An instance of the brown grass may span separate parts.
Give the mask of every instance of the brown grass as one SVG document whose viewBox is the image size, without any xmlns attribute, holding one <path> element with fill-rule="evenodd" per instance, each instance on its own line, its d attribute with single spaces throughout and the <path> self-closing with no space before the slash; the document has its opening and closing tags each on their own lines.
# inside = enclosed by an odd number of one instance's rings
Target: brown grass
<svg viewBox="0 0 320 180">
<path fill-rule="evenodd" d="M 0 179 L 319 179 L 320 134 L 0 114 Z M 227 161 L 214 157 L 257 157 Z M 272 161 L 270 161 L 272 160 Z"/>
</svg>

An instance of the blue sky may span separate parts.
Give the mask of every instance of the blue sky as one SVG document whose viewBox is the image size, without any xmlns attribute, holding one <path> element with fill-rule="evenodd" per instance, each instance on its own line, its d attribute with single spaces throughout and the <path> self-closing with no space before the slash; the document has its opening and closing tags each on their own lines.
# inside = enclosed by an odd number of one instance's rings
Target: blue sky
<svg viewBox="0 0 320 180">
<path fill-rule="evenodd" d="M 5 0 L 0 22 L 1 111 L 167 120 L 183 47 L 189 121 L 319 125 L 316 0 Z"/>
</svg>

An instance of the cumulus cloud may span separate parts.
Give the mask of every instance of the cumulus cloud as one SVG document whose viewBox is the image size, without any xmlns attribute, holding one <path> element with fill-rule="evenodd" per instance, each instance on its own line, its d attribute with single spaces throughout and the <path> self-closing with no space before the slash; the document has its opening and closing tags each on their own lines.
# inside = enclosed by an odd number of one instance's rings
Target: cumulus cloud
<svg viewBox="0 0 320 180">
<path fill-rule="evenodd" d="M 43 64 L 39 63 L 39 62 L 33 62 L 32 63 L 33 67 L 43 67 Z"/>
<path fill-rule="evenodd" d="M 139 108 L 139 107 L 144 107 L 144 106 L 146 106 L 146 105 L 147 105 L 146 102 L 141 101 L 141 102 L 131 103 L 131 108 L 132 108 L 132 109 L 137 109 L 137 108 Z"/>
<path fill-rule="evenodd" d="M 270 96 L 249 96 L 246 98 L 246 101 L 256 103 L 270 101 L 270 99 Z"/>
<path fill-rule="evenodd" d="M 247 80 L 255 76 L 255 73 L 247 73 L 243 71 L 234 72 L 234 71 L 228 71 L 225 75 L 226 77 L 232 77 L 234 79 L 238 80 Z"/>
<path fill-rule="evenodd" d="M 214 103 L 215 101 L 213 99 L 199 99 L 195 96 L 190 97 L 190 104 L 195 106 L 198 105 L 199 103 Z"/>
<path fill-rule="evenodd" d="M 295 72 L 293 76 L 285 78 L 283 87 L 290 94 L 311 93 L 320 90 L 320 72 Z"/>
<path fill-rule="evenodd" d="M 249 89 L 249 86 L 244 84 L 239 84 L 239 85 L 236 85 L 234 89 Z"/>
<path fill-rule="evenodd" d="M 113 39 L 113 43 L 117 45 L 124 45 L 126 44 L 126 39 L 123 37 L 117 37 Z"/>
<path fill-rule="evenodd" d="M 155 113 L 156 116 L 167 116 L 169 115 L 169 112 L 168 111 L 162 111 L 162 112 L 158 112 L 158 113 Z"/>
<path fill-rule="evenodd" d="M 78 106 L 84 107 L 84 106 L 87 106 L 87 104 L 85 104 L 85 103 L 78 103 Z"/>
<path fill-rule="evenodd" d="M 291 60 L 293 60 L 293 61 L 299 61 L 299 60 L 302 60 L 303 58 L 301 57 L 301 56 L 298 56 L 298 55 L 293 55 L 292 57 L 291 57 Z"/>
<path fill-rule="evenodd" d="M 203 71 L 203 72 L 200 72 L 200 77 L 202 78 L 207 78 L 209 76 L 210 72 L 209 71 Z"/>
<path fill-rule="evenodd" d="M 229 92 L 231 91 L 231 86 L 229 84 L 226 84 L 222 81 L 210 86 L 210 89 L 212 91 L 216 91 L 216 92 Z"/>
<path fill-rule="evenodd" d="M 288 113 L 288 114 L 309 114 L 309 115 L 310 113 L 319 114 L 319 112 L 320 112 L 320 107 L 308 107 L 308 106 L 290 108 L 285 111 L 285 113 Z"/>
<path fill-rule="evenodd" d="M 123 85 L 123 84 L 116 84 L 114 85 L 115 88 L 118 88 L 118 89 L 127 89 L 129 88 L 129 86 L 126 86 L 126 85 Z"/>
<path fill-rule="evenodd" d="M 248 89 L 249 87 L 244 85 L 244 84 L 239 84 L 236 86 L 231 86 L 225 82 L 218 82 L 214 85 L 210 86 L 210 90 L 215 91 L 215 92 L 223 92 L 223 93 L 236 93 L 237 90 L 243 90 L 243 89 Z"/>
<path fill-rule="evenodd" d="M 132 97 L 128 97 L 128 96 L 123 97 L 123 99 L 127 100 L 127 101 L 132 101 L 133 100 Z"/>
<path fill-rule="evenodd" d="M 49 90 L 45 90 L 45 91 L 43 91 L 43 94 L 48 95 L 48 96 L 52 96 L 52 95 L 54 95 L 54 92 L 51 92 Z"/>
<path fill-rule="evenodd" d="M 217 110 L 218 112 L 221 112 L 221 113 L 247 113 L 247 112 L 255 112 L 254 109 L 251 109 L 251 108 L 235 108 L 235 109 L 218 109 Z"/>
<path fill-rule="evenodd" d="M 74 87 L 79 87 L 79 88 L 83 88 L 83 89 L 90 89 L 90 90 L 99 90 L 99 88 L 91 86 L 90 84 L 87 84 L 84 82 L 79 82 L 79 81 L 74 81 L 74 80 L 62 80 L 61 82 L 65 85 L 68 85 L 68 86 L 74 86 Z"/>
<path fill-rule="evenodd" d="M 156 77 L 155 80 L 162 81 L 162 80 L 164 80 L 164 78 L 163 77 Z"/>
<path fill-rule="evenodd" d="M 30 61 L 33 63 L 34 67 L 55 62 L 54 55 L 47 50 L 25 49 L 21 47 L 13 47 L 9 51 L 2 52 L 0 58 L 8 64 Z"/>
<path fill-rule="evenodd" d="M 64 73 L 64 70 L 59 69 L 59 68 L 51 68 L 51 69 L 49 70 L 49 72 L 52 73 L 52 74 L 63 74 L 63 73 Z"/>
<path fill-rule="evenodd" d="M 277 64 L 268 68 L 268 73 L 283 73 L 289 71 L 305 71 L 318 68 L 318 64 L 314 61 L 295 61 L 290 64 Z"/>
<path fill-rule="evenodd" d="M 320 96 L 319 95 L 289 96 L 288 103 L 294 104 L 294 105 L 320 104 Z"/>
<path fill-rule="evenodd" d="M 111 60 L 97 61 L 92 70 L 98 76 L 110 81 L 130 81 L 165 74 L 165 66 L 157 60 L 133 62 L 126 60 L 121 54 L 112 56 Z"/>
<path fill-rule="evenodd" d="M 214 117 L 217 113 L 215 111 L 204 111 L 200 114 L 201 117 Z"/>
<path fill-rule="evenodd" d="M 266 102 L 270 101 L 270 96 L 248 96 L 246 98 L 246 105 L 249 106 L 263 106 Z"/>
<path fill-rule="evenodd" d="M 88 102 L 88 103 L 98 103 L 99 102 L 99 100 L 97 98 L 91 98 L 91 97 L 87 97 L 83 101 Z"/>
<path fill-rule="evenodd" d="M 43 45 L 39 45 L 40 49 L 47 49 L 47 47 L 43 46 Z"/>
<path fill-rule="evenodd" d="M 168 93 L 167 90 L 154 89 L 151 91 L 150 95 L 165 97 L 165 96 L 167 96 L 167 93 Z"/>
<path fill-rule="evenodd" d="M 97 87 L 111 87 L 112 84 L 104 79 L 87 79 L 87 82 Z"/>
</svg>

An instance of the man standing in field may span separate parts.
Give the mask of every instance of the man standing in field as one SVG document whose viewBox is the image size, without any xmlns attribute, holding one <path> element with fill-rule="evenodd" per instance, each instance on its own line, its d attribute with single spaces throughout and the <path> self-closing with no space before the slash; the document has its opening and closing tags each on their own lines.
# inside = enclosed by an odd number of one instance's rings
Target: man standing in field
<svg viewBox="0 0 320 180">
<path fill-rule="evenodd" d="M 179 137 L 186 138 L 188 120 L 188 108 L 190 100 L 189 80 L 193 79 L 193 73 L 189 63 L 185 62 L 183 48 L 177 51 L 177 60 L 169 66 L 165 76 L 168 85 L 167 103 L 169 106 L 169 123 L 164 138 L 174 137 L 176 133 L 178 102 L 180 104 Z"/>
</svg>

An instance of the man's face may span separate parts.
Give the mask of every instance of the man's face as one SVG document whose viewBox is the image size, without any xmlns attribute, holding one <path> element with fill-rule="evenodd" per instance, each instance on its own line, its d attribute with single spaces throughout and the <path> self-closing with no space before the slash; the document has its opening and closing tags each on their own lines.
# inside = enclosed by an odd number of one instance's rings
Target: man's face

────────────────────────────────────────

» WHAT THE TASK REQUIRES:
Where the string "face" appears in a line of the entries above, return that line.

» WRITTEN RESPONSE:
An instance of the man's face may span separate parts.
Give the mask of every instance of the man's face as one SVG document whose viewBox is the image size, without any xmlns attribute, holding one <path> element with fill-rule="evenodd" per instance, each instance on its own line, its d attribute with single spaces throughout and the <path> self-closing with no space before the slash; the document has its opening and closing tags each on their own lines.
Target: man's face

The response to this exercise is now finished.